#### Problem requirements:
Copy the rows below word for word, beginning with the first row and stopping after the line that contains "x=450 y=275". Leave the pictures out of your copy.

++++++++

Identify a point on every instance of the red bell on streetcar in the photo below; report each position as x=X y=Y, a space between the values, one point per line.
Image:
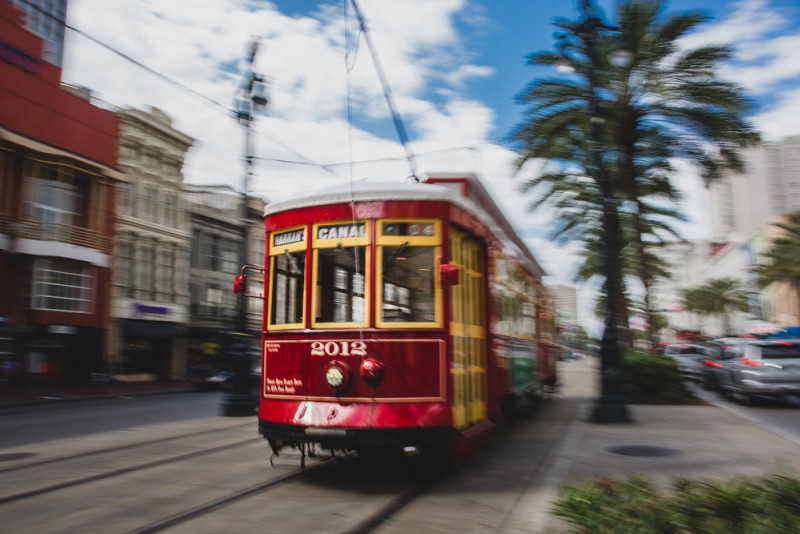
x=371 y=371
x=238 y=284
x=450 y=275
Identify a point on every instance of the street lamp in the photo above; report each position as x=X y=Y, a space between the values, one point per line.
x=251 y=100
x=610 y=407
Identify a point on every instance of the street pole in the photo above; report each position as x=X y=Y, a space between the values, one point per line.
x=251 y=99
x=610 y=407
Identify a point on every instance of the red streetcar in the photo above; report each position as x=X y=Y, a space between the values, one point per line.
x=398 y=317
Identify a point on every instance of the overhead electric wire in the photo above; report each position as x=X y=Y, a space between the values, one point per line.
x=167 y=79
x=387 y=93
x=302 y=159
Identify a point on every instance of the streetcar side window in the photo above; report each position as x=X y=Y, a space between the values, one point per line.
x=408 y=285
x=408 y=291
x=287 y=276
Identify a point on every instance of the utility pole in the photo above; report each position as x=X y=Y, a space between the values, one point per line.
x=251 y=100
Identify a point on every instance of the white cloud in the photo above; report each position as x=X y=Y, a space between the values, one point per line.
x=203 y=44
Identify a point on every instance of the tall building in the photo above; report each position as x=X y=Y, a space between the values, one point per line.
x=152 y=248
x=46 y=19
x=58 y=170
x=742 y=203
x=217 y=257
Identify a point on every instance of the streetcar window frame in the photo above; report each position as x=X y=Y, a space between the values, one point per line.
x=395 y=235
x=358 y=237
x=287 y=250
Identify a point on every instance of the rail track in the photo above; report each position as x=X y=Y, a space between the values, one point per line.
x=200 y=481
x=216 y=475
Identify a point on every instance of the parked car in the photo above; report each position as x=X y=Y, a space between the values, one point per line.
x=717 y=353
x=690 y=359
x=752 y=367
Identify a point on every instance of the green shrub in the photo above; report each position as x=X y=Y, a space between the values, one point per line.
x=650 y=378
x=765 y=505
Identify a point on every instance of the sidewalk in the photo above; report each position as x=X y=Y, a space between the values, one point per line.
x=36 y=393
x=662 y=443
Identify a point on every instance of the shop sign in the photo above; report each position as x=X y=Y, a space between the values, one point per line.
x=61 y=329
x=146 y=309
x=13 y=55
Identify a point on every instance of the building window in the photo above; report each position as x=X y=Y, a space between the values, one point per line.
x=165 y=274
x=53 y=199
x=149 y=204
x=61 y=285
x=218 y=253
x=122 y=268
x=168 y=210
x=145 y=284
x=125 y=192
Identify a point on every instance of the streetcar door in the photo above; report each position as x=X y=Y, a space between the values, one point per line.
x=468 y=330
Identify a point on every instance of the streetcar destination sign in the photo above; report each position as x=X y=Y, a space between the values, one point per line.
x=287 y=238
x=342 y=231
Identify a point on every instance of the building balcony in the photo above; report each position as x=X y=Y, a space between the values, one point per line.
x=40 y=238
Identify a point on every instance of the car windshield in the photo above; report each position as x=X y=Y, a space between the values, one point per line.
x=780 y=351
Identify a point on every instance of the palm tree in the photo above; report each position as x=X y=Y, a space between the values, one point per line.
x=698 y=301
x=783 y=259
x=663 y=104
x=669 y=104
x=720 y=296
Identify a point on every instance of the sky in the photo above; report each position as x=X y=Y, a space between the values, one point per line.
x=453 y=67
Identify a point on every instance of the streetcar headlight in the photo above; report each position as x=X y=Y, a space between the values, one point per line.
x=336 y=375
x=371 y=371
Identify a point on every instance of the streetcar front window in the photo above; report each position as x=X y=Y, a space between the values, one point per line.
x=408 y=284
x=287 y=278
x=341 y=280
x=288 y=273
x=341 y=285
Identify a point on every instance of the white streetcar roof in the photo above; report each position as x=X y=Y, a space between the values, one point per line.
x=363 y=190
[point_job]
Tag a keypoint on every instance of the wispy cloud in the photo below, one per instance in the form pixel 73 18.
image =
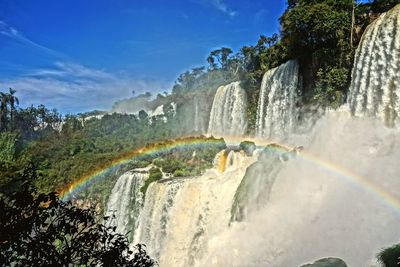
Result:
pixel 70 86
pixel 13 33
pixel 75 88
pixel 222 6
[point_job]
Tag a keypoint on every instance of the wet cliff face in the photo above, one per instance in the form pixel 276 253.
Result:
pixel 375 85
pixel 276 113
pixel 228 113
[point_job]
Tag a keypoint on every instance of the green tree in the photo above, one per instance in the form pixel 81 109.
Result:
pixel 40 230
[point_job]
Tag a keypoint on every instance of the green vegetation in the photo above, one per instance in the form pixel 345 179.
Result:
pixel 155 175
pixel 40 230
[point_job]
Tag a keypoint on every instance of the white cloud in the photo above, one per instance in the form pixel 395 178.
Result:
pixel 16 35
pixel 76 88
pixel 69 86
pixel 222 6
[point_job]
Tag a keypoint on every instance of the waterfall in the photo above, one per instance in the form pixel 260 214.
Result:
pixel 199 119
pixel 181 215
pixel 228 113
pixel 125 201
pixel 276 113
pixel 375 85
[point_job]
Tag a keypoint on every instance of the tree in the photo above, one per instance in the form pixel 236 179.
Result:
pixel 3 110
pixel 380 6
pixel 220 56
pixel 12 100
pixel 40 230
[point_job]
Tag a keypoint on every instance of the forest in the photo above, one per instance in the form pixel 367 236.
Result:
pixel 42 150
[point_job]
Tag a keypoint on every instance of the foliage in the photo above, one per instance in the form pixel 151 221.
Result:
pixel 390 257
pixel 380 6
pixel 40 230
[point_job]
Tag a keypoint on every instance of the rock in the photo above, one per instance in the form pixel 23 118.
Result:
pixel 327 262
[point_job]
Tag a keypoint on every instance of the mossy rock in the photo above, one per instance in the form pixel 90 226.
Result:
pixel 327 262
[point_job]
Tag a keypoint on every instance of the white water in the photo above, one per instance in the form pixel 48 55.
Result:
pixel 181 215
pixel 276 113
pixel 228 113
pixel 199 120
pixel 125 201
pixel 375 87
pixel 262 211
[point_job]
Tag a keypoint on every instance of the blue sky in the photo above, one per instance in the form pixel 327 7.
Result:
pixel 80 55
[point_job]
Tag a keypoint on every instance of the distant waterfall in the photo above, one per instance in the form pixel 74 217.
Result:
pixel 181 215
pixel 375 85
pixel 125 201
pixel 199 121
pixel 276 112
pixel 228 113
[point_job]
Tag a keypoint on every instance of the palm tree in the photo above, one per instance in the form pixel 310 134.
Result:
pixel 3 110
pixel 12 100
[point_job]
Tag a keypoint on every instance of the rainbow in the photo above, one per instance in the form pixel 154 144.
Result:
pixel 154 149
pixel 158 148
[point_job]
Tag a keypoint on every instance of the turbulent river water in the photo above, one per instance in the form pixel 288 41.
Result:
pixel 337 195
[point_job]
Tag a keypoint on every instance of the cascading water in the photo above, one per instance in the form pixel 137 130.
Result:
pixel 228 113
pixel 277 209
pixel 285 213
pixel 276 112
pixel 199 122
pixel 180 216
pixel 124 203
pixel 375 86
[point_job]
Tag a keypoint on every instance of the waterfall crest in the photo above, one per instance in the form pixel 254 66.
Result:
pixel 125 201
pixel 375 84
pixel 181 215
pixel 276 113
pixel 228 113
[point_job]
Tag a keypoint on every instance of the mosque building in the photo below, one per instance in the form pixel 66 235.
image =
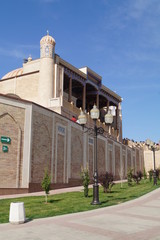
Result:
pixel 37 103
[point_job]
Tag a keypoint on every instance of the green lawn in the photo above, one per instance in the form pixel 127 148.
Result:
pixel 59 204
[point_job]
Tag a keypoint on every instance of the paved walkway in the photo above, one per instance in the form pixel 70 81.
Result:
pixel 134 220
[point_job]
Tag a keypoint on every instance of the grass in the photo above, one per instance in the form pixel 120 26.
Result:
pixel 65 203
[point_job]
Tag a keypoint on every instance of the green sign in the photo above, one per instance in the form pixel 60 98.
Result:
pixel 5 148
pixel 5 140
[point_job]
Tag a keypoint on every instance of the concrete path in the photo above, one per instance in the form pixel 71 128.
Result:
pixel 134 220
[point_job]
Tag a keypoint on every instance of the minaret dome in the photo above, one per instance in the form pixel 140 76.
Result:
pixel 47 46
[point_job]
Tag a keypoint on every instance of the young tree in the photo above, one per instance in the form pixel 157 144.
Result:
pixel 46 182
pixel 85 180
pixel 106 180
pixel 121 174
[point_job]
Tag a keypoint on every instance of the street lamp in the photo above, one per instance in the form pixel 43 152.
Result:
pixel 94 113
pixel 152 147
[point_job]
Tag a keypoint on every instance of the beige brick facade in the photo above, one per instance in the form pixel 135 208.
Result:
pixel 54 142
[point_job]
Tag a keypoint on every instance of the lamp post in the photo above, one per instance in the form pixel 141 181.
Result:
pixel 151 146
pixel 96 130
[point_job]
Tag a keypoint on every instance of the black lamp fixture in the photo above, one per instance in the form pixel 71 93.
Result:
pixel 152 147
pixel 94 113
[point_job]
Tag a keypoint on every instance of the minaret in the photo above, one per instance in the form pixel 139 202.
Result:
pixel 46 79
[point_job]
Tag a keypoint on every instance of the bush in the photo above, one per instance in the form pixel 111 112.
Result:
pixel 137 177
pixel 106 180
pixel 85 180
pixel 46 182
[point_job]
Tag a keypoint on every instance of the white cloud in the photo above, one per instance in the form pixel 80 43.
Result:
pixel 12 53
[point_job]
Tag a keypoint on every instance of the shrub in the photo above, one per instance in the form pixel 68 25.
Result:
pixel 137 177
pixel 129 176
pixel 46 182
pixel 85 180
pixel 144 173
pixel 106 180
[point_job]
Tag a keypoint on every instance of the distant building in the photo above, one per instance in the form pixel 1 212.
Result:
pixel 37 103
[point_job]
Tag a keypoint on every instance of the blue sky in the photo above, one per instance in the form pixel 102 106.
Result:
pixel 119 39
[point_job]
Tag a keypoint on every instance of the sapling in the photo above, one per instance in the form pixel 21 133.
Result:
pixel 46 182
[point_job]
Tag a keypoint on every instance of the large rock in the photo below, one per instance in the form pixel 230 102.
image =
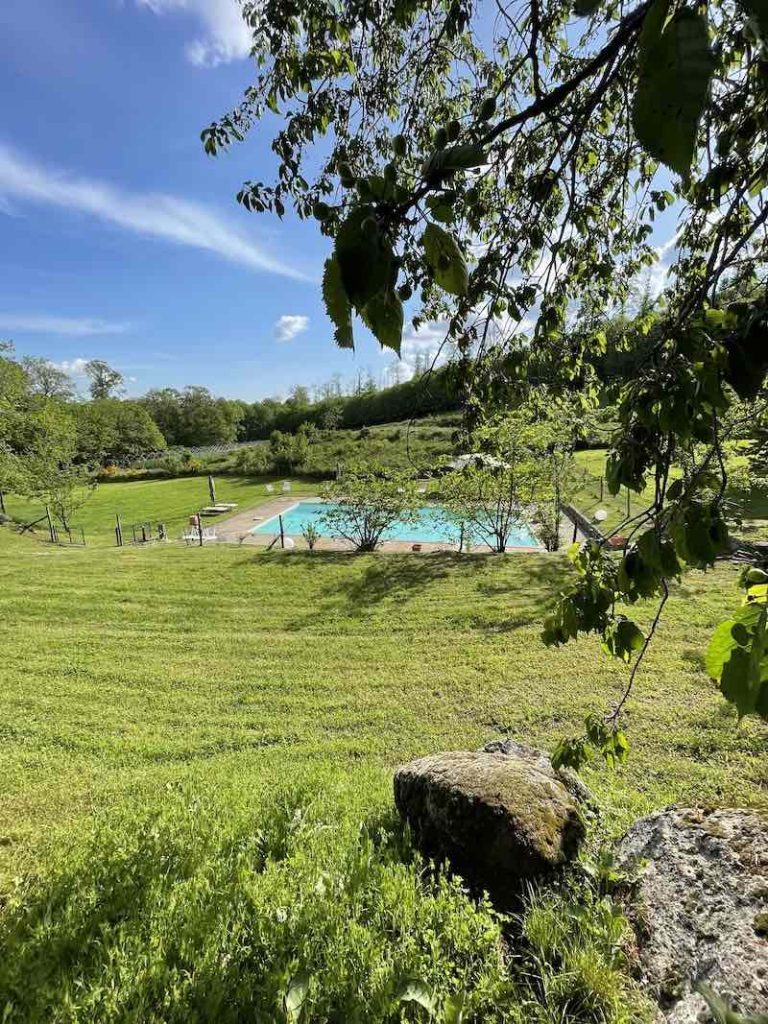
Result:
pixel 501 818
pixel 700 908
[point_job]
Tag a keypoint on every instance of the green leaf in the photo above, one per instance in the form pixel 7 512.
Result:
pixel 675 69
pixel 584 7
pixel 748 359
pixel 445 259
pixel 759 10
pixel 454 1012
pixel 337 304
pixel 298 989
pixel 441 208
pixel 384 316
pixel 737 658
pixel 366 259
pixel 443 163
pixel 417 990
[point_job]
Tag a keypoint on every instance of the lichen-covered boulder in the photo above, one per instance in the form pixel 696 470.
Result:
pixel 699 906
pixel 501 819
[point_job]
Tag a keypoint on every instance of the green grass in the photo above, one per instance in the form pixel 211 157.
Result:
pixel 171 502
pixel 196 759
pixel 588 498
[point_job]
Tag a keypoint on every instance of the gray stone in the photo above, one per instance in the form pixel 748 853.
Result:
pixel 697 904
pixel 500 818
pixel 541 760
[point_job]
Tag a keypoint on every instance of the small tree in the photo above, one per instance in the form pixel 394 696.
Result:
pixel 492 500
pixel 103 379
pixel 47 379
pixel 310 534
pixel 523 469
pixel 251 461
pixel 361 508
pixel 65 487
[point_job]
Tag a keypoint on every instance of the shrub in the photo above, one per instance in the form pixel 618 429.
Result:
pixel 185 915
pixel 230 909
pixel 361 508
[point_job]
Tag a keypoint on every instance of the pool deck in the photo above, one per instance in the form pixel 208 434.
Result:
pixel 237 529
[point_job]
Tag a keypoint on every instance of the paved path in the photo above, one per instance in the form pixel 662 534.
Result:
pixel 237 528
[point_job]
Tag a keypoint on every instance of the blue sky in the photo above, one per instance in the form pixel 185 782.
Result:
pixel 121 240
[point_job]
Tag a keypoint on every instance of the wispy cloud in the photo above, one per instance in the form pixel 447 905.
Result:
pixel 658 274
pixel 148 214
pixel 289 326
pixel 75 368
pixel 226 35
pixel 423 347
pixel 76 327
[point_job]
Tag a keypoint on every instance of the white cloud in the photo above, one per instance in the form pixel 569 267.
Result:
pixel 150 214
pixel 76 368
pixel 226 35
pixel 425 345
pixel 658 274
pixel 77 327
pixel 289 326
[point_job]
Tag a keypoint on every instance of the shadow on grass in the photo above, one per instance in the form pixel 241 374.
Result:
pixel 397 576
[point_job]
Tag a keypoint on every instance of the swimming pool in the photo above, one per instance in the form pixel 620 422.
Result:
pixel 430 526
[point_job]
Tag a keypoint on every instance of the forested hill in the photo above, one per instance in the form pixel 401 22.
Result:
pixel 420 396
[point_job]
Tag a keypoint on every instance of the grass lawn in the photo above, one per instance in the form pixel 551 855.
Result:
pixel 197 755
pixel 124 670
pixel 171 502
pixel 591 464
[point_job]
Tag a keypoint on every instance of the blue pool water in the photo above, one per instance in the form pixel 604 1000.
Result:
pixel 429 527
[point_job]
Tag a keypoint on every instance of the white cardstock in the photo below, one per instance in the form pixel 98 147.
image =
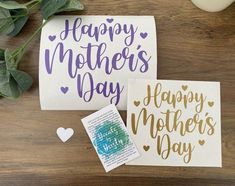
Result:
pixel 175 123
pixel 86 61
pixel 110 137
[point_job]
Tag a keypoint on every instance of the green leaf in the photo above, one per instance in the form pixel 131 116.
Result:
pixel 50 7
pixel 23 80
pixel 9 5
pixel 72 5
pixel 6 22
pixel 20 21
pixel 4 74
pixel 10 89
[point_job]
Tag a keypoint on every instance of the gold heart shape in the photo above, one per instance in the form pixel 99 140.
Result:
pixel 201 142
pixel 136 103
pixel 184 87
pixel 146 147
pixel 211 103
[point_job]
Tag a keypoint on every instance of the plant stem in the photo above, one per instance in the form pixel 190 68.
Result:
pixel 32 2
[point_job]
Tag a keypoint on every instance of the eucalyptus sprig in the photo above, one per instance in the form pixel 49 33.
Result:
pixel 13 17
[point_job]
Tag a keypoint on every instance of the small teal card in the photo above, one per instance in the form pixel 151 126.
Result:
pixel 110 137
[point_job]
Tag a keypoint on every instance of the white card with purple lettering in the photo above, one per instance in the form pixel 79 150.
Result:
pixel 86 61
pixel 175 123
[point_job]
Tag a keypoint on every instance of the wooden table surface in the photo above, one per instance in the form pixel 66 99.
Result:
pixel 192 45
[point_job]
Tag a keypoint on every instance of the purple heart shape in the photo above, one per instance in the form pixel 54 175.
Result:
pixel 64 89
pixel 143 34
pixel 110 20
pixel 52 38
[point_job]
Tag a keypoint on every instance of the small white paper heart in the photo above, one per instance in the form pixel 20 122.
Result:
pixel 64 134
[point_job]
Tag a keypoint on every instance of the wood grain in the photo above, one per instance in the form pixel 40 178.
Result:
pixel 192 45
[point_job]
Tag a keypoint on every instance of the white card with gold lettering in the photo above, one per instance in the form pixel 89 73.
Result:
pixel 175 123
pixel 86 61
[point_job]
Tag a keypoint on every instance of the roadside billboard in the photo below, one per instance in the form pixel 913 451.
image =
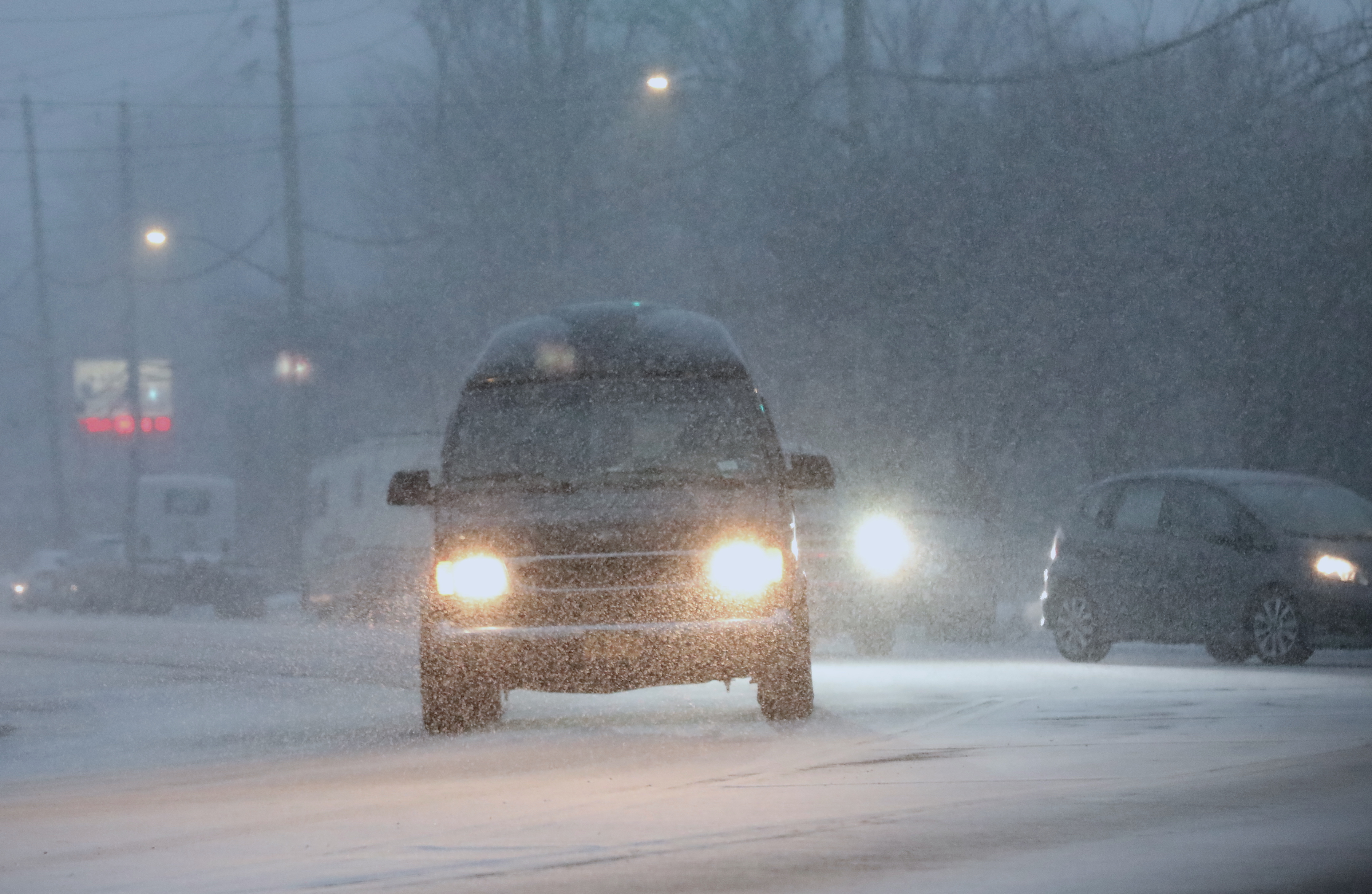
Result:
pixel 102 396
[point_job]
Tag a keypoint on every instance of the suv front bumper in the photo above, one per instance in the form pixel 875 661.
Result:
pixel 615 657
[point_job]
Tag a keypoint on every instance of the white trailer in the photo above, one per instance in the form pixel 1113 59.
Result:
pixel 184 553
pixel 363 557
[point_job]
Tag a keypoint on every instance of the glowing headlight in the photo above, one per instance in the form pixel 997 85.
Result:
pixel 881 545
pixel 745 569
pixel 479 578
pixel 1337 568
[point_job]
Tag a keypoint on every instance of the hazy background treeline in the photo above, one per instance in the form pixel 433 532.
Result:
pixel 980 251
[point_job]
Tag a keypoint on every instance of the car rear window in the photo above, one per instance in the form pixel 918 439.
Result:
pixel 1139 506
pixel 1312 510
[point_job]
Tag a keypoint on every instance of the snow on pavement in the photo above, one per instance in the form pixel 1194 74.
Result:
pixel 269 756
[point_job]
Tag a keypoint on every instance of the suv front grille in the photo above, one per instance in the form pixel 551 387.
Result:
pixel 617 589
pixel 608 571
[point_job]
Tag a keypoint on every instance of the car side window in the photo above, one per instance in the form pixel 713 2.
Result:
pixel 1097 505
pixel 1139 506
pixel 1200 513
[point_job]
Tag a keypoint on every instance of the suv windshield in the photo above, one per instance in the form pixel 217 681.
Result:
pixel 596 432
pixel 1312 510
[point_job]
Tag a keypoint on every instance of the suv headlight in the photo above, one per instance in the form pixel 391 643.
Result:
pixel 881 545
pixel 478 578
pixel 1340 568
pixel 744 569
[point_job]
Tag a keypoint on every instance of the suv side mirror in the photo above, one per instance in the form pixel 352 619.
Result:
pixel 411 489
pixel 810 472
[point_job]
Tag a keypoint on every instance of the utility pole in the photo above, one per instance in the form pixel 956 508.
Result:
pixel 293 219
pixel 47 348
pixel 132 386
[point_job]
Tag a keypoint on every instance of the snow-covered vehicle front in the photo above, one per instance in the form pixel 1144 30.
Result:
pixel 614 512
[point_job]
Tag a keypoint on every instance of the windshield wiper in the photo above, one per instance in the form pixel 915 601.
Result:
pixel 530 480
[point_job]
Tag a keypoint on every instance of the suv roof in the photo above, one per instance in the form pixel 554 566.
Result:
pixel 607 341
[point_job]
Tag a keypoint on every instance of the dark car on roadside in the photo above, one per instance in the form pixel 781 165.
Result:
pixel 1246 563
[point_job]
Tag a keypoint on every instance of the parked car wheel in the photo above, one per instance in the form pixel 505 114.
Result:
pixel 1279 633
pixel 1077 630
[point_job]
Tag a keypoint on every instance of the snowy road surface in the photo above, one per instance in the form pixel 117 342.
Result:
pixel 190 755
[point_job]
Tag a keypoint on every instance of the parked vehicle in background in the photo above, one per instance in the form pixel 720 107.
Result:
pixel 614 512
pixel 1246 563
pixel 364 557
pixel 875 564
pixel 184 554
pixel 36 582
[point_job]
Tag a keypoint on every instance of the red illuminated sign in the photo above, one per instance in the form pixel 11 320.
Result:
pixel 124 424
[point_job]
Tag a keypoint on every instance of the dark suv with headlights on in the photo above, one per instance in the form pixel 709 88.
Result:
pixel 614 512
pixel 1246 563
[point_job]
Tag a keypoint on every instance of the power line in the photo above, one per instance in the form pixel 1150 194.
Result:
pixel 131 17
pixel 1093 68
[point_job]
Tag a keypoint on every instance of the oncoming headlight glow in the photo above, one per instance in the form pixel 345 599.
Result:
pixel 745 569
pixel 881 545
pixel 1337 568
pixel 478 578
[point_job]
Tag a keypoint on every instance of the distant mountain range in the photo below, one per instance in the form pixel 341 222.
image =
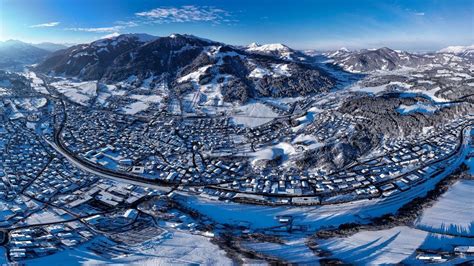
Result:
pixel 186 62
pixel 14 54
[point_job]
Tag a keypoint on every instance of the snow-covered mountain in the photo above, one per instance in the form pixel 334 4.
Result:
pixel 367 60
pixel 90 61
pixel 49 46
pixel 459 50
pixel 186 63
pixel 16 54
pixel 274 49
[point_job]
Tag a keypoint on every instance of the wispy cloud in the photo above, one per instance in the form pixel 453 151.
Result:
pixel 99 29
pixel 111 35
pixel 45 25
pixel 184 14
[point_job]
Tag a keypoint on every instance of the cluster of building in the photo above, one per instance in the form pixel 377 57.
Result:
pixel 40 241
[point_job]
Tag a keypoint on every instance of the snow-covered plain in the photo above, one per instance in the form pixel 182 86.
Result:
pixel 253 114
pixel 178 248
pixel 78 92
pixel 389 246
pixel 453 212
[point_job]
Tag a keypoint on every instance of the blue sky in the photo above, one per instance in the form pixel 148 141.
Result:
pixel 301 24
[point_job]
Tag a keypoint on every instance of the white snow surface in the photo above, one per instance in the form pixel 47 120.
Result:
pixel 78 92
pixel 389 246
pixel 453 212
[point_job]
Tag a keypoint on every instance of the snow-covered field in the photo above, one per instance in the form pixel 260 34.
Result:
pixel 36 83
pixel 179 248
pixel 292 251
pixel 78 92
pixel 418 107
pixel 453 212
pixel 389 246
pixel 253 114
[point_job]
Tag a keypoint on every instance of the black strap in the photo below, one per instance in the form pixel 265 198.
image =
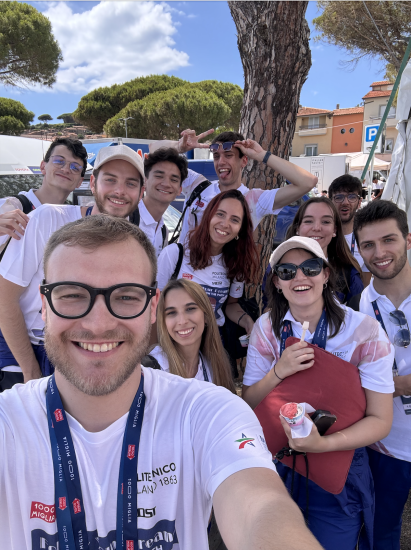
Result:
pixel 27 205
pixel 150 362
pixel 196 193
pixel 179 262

++++++++

#### Solution to this problem:
Identify a point on every instance of the red bell on streetcar in the photo below; report each position as x=X y=Y, a space between the values, one point per line.
Image:
x=371 y=371
x=238 y=284
x=450 y=275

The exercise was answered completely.